(Stored data entries)
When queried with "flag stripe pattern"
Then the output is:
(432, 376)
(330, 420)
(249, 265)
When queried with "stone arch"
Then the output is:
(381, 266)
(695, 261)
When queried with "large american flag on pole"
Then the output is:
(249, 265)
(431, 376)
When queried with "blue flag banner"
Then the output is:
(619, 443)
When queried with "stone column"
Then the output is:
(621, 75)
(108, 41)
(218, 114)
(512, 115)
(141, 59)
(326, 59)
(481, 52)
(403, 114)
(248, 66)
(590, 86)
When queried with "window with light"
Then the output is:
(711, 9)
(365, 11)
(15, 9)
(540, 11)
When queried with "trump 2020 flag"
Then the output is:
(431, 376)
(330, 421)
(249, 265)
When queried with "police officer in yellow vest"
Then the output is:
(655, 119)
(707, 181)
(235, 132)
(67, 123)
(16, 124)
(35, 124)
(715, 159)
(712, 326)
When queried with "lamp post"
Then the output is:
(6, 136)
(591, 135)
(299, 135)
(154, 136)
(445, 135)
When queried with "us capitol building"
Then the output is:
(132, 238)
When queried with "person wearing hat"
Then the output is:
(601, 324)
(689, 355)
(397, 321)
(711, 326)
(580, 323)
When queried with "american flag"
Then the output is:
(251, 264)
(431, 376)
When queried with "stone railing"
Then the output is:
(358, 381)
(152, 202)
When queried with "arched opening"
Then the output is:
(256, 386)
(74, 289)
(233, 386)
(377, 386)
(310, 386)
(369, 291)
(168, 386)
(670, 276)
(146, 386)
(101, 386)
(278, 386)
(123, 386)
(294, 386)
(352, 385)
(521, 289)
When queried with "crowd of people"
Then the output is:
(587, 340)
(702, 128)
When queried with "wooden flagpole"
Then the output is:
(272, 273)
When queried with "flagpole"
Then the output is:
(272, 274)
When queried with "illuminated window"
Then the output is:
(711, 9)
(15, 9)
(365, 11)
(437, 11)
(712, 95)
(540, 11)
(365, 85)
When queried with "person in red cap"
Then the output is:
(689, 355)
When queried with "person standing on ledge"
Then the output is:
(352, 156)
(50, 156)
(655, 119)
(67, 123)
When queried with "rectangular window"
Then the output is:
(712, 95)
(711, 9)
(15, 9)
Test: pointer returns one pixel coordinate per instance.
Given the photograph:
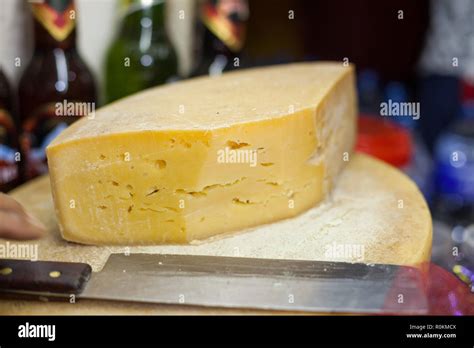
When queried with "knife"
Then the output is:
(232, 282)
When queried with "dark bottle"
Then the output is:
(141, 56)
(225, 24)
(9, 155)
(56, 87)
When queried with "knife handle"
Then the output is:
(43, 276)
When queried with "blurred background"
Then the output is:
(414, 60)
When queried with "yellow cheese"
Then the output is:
* * *
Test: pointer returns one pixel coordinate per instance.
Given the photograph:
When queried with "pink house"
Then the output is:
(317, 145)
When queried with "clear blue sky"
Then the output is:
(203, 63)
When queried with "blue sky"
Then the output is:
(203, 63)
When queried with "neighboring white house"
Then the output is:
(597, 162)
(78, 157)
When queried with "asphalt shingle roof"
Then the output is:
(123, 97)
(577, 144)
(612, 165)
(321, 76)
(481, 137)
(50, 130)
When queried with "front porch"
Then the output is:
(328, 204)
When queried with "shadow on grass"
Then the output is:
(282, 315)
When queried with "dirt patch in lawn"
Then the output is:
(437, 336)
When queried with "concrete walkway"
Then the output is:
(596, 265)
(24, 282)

_What needs to be done_.
Wherever the word "house" appears in the entries above, copy that whole line.

_Exercise response_.
When queried with "pink house"
When queried with "neighboring white house"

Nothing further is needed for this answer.